--- BLOC DE TEXTE ---
===============

Les jours filaient et, pour l’année 1821, la menace se précisait : ni 1789 ni 1815, l’année 1821 n’avait aucune chance d’accéder à la gloire. Depuis Waterloo, la paix s’appesantissait sur l’Europe et la paix était sous contrôle. Le général de San Martin proclamait l’indépendance du Pérou, mais aucune révolution ne se profilait ; des monarchies vigilantes retardaient l’avenir.
Même la mort de Napoléon, le 5 mai, à Sainte-Hélène, vira au vaudeville. Lorsque Lord Castlereagh reçut la nouvelle, il se précipita au palais Saint-James. Comme il était Premier ministre, il fut aussitôt introduit :
« Sire, je viens annoncer à Votre Majesté la mort de son plus mortel ennemi. »
Étourdi de joie, George IV se leva :
« Est-ce possible ? Elle est morte ? »
Il croyait que c’était sa femme. (L’anecdote sort des Mémoires de la comtesse de Boigne, Mercure de France, vol. II, p. 69.)

===============

--- DONNÉES EXTRAITES ---
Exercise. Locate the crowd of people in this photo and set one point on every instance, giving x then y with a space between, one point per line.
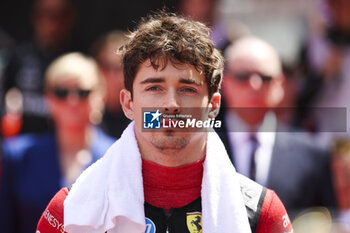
67 111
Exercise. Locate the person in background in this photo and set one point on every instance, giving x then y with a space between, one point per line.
110 65
37 165
258 145
53 24
207 12
341 177
325 62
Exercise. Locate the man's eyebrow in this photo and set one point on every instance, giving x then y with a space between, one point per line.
153 80
191 81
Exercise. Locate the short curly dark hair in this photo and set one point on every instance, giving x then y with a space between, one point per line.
166 37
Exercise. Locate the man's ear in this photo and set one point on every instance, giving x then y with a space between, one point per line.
214 105
127 104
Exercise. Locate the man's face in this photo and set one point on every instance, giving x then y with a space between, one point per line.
170 89
251 82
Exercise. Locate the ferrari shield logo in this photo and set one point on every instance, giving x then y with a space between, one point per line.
194 222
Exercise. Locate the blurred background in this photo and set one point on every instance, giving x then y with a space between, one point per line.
312 40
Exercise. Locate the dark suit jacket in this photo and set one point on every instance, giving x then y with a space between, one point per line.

===============

--- CONSIGNE 1 ---
Dans le texte sur l'année 1821, qui George IV croit-il mort en apprenant la nouvelle ?
--- CONSIGNE 2 ---
Poursuivez, s'il vous plaît, le texte sur l'année 1821 à partir de sa dernière phrase.

--- RÉPONSE RÉDIGÉE 1 ---
Il croit qu'il s'agit de sa femme.

--- RÉPONSE RÉDIGÉE 2 ---
Si 1821 n’imaginait pas quelque chose, elle tomberait dans le néant, elle resterait une année qui n’a pas fait date. Or elle voulait entrer dans l’histoire et elle y réussit parfaitement. Ce que la mort lui refusait, elle le demanda à la naissance. Le 9 avril naquit Baudelaire. Le 30 octobre, ce fut le tour de Dostoïevski. Le temps pressait, les jours raccourcissaient, 1821 se hâta. Le 13 décembre elle enfanta Flaubert. Un quatrième bébé acheva d’en faire une année prodigieuse. Il était né le 27 septembre, à Genève, et il s’appelait Henri-Frédéric Amiel.
Écrire fut le rêve de sa vie ; il voulait être poète ou philosophe, – Hegel ou Hugo. En attendant que l’œuvre vînt, il enseignait : « J’ai été honteusement pauvre dans ma leçon d’aujourd’hui, je rougissais de mon propre verbiage qui ne disait rien et le disait mal. Sur la sellette, je veux dire le fauteuil, je n’ai aucun entrain, aucune vivacité, je suis froid, stérile, et ce qui est plus fort que moi, distrait, oui, entièrement distrait. J’observe ma propre sottise et l’attitude d’autrui, mais je ne suis pas dans mon sujet » (3 novembre 1849). Il vidait les amphis.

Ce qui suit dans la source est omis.